*** Opening Working data ***

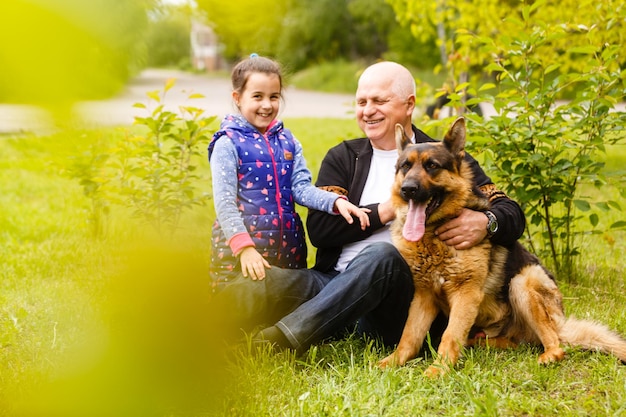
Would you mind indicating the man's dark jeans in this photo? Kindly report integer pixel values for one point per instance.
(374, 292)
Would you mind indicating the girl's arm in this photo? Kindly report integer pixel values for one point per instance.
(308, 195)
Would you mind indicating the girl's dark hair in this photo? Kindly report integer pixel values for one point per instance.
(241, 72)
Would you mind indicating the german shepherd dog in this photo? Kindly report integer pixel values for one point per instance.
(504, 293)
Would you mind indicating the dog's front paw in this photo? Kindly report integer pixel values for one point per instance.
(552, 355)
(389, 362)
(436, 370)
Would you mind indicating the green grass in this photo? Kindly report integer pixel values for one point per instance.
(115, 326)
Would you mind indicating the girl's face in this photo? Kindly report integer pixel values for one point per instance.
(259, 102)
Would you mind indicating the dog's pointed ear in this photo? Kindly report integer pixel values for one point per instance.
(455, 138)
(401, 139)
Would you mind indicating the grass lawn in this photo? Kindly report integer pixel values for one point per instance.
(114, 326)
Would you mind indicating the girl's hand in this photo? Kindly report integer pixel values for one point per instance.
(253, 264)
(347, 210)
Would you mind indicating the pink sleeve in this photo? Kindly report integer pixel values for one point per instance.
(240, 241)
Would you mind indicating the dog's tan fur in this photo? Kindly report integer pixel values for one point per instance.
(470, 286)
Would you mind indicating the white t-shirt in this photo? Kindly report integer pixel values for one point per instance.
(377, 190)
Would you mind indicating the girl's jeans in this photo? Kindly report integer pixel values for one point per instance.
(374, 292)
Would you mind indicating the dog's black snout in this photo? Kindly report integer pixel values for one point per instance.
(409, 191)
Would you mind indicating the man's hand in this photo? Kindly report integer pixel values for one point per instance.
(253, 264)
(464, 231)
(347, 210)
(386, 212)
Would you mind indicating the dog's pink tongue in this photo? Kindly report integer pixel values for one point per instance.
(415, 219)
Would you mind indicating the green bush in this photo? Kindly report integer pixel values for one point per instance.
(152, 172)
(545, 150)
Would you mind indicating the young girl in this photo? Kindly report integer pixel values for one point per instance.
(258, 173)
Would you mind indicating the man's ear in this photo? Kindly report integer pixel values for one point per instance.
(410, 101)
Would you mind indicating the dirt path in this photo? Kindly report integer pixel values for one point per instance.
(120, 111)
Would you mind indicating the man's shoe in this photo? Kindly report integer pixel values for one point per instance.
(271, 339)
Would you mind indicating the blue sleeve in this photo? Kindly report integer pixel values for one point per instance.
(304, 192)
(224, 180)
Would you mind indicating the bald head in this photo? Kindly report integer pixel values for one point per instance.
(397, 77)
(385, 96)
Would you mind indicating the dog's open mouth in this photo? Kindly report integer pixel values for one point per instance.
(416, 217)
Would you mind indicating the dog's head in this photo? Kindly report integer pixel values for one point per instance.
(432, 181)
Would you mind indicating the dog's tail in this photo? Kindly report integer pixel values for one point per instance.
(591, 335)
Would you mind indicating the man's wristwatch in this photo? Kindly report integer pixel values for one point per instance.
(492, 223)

*** Closing Working data ***

--- Task statement ---
The records must appear again word for word, though none of their pictures should.

--- Final answer ---
Would you mind indicating the man's dark jeans in this photo? Kindly report integer pixel values for one point per instance.
(374, 292)
Would you mind indicating the girl's arm in this photo? Kindly report integer pixel values for one point per instance.
(308, 195)
Would you mind indicating the girl's dark hair in this photo? Kindly report integer pixel values for one point per instance.
(241, 72)
Would you mind indicating the german shepherd dog in this photo? Kindly report integer pixel values for one point per instance.
(504, 293)
Would you mind indicating the dog's front paw in this photo? Kindly report integer pixel values for one point per instance.
(552, 355)
(389, 362)
(436, 370)
Would you mind indicating the green grass in this photo? Kindly report integer pixel values for one point per instance.
(115, 326)
Would you mind indicating the girl's face in this photo? Kindly report integer pixel values for one point per instance.
(259, 102)
Would you mind indicating the dog's pointed ear in this photo? Kindly report integer pixel values for one point per instance.
(455, 138)
(401, 139)
Would you mind indicating the grass lawn in this photo? Kindly report integer pixel values for one point per instance.
(114, 326)
Would you mind indicating the girl's hand in this photo? Kindly report integer pixel values for one point per instance.
(253, 264)
(347, 210)
Would you mind indicating the pink sleeve in this photo? Kindly report integer pixel values for one point per instance.
(240, 241)
Would you mind indicating the dog's tan fur in this photo? Kindly report integer pixel values for one point per instance.
(470, 286)
Would you mind indicating the white t-shirt in this photo? Kindly report integer pixel values for one point per instance.
(377, 190)
Would you mind indicating the girl's jeans in this photo? Kindly report integer pixel values for one point per instance.
(374, 292)
Would you mind indicating the dog's black snout in this photo? Kindly report integer pixel values for one point per instance.
(409, 191)
Would you mind indicating the man's hand in this photo? Kindly report integer pixel values for one point per instance.
(253, 264)
(464, 231)
(347, 210)
(386, 212)
Would you mind indicating the dog's pink tongue in this photo? Kindly report integer pixel values for one point per instance.
(415, 219)
Would you mind indicating the green bush in this photo? Kindly report integer pixel values for one point per instance.
(152, 172)
(545, 150)
Would you mind indicating the young girl in this photo? Kindly report integer pixel values for one point per instance.
(258, 173)
Would you mind indicating the man's ear in this photo? Kindly report integer pixel values for one point per instance.
(410, 101)
Would you mind indicating the dirt path in this photo? Kindly report integer pixel values for one point per instance.
(120, 111)
Would you mind indicating the man's shoe in this photo? Kindly report integer pixel values for one point per instance.
(271, 339)
Would you mind indicating the blue sleeve in this photo? Kindly report integer pixel values for one point per instance.
(304, 192)
(224, 180)
Would you mind indicating the bald head in this photo? Kindly report integer pixel values for one point per instance.
(397, 77)
(385, 96)
Would you mind indicating the dog's open mouth in this photo? Kindly report integer pixel values for one point per instance.
(416, 217)
Would you mind indicating the dog's head in this photo? Kindly report integer pixel values for one point per instance.
(432, 181)
Would you mind indicating the dog's tail in this photo? Kindly report integer pixel values for one point per instance.
(591, 335)
Would you mind indicating the man's wristwatch in this photo? Kindly report integer pixel values for one point per instance.
(492, 223)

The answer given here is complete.